Exercise description
Quote the whole listing word for word. Do not include the pictures.

Material to process
########################################

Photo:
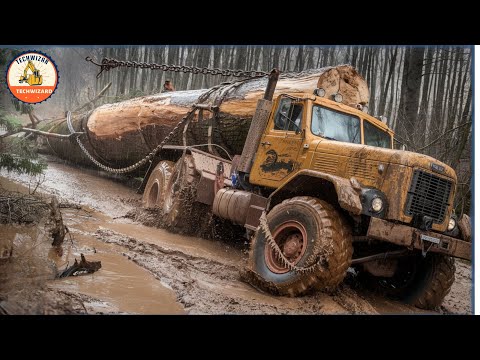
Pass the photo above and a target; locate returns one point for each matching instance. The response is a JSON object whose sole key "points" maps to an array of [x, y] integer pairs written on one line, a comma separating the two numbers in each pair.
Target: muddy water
{"points": [[119, 286], [148, 270], [119, 282]]}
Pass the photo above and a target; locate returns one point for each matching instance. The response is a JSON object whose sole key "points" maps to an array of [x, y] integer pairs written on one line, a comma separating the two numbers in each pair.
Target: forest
{"points": [[424, 92]]}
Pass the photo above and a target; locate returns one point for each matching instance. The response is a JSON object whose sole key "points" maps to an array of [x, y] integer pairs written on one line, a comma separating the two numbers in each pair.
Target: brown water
{"points": [[137, 276]]}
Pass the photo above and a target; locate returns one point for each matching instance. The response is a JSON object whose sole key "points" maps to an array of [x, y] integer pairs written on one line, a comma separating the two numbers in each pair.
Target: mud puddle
{"points": [[149, 270], [120, 285]]}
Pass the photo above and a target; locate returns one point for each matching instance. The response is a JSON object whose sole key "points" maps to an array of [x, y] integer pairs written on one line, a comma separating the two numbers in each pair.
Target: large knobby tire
{"points": [[180, 195], [306, 229], [154, 194], [422, 282]]}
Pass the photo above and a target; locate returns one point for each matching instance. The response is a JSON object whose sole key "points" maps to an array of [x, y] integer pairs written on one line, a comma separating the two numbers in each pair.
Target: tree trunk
{"points": [[122, 133]]}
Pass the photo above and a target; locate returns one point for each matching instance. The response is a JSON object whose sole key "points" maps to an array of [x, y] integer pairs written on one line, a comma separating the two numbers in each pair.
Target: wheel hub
{"points": [[291, 239], [293, 245]]}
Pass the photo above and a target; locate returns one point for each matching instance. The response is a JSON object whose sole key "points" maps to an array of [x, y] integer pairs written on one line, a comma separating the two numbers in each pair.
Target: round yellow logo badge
{"points": [[32, 77]]}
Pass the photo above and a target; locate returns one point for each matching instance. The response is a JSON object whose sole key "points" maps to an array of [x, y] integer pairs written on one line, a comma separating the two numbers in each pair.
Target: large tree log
{"points": [[122, 133]]}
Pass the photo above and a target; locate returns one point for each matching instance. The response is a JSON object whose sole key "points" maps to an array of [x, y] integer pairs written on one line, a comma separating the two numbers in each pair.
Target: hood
{"points": [[386, 156]]}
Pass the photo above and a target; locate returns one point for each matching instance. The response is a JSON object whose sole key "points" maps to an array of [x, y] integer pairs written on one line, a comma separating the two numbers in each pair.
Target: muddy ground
{"points": [[148, 270]]}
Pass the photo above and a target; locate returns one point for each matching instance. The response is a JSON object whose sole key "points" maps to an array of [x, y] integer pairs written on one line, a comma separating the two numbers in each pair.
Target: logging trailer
{"points": [[319, 188]]}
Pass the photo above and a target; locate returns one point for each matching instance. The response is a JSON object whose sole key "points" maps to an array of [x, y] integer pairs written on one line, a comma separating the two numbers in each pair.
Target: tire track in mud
{"points": [[202, 278], [198, 282]]}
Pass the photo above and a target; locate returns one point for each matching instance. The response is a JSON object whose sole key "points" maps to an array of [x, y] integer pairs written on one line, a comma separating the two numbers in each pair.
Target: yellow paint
{"points": [[308, 151], [32, 79]]}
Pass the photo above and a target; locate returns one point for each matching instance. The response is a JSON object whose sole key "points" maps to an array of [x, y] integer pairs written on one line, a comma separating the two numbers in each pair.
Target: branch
{"points": [[445, 133]]}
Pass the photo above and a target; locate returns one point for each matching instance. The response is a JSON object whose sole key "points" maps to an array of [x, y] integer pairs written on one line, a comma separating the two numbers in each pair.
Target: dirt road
{"points": [[147, 270]]}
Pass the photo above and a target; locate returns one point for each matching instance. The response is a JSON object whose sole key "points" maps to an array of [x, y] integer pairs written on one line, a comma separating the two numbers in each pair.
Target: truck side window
{"points": [[289, 116], [335, 125], [375, 136]]}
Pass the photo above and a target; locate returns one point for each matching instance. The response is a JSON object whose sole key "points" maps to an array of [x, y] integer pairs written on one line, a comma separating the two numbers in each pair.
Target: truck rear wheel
{"points": [[311, 236], [154, 194], [180, 196], [423, 282]]}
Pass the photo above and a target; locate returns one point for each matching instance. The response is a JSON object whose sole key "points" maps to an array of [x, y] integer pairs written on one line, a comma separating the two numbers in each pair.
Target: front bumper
{"points": [[412, 238]]}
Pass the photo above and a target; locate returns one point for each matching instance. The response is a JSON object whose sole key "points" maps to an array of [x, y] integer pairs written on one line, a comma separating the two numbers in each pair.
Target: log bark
{"points": [[122, 133]]}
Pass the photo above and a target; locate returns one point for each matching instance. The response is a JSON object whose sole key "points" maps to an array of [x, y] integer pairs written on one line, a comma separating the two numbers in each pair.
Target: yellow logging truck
{"points": [[319, 188]]}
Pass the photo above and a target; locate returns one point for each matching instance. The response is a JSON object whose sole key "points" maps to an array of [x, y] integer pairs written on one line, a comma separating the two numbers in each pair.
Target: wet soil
{"points": [[148, 270]]}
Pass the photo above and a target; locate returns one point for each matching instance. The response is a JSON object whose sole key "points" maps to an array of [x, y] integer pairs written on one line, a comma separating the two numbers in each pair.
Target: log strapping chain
{"points": [[108, 63], [138, 164]]}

########################################

Response
Photo:
Pass the photo above and a target; locate returns one point for each matching instance. The response is a JSON object whose sole key "points" maps to an array of [x, y] integer pairs written on one line, a comma separating the two numbers in each pair.
Target: muddy water
{"points": [[119, 286], [148, 270], [119, 282]]}
Pass the photo above and a target; locate returns one point for each matching instance. The response is a JSON object whose sole key "points" maps to an array of [x, y] integer pairs written on one line, a comma separating the two numbers in each pair.
Target: forest
{"points": [[424, 92]]}
Pass the photo above and a target; locate returns one point for each matching instance. The response is a JSON object whose sole key "points" maps to an array of [x, y] integer pairs written on one line, a comma separating the two numbers in each pair.
Target: brown water
{"points": [[137, 276]]}
Pass the photo above and a target; locate returns one point for each matching instance. The response is a JSON object whose sole key "points" maps to an array of [x, y] integer pairs written on one line, a comma separating the two numbers in each pair.
Target: mud puddle
{"points": [[149, 270], [120, 285]]}
Pass the photo above and a target; locate returns one point for each matching instance. The response is a JSON object whose sole key "points" maps to an array of [x, y] integer pairs written on one line, a comma separating the two numbers in each pair.
Target: large knobby tire
{"points": [[180, 195], [306, 229], [154, 194], [422, 282]]}
Pass the photo above and a target; locate returns one point for each matching instance. The response is a JSON object whose sole key "points" maps to an array of [x, y] integer pairs written on one line, a comma separating the two numbers in each pair.
Target: tree trunk
{"points": [[122, 133]]}
Pass the photo above and a target; locate returns one point for each matching instance. The response is a JSON object whose sole key "points" maps to an array of [x, y] integer pairs written on one line, a comma separating the two numbers in each pair.
Target: wheel hub
{"points": [[291, 239], [293, 245]]}
Pass the photo above and a target; locate returns one point for each matching instance. The response is a JSON object whose sole key "points" maps to an array of [x, y] integer pairs written on one line, a comma separating the two numbers in each pair.
Target: round yellow logo badge
{"points": [[32, 77]]}
Pass the photo above and a target; locate returns one point for each matching instance. The response is a JSON object whose sole key "points" maps to an array of [x, y] integer pairs written on one line, a comma separating the two numbers in each pair.
Target: large tree log
{"points": [[122, 133]]}
Pass the photo above and a target; locate returns one point for each matching instance. The response is a JSON object whose sole key "points" maps to an array of [x, y] integer pairs written on one line, a comma separating the two numbers in each pair.
Target: hood
{"points": [[386, 156]]}
Pass the photo above and a target; locate returns one point for each matching instance. The response is a JSON object whose sole key "points" maps to an array of [x, y] integer pairs written on one line, a comma separating the two numbers in each pair.
Target: muddy ground
{"points": [[148, 270]]}
Pass the photo above and a target; locate returns one point for each matching instance. The response is a JSON object whose sole key "points" maps to an array of [x, y] integer pairs written on one line, a comma separating the two numbers in each pair.
Target: logging trailer
{"points": [[319, 188]]}
Pass the photo above and a target; locate returns one point for each matching instance. The response is a JSON object whose sole key "points" maps to an array of [x, y] integer pairs written on one line, a comma separating the two numbers in each pair.
Target: tire track in mud
{"points": [[202, 278], [198, 282]]}
Pass the photo above and a target; locate returns one point for each matching instance. The response is a JSON object whose sole key "points" maps to an array of [x, y] integer pairs written on one line, a comma separating the two numbers in each pair.
Target: yellow paint
{"points": [[308, 151], [32, 79]]}
Pass the photo above and a target; locate returns one point for each matching instance. The response is a JSON object whose sole key "points" maps to an array of [x, y] integer pairs written on one line, a comma separating the two numbers in each pair.
Target: branch
{"points": [[445, 133]]}
Pass the photo above and a target; locate returns one point for each matching instance. The response is a JSON object whose sole key "points" maps to an array of [x, y] integer pairs written on one line, a comma separating the two numbers in each pair.
Target: dirt road
{"points": [[147, 270]]}
Pass the photo above and a target; locate returns one point for each matching instance. The response is a JSON object whose sole key "points" maps to an array of [x, y] integer pairs written on one line, a comma separating the two numbers in each pair.
Target: truck side window
{"points": [[289, 116], [335, 125], [375, 136]]}
Pass the photo above and a target; locate returns one point for each matching instance. The response is a JSON object whose sole key "points" maps to an array of [x, y] integer pairs written on one line, a comma separating the two numbers in each pair.
Target: truck rear wheel
{"points": [[311, 236], [154, 194], [180, 196], [423, 282]]}
Pass the photo above and a target; locate returns one point for each matching instance. The response is a JSON object whose sole key "points" maps to an array of [x, y] integer pairs written on one line, a comma separating the two numbers in each pair.
Target: front bumper
{"points": [[412, 238]]}
Pass the photo above and a target; locate returns one point for each matching instance. The response is a JSON object whose sole key "points" maps to an array of [x, y] integer pairs written on one line, a comma separating the two numbers in each pair.
Target: log bark
{"points": [[122, 133]]}
Pass the photo above and a target; locate returns one point for each matching instance. The response is a JSON object whose sole key "points" maps to an array of [x, y] integer pairs written on one line, a comma separating the two numbers in each pair.
Target: yellow logging truck
{"points": [[319, 188]]}
Pass the photo above and a target; locate returns one point for each matching instance. The response is a JSON object whose sole key "points" maps to an array of [x, y] integer pairs written on one line, a comma separating the two numbers in each pair.
Target: wet soil
{"points": [[148, 270]]}
Pass the photo above and a target; locate returns one point for each matching instance. The response is a JSON object whose sole key "points" maps to an array of [x, y] integer pairs written on one line, a comma separating the two numbers in each pair.
Target: log strapping chain
{"points": [[108, 63], [138, 164]]}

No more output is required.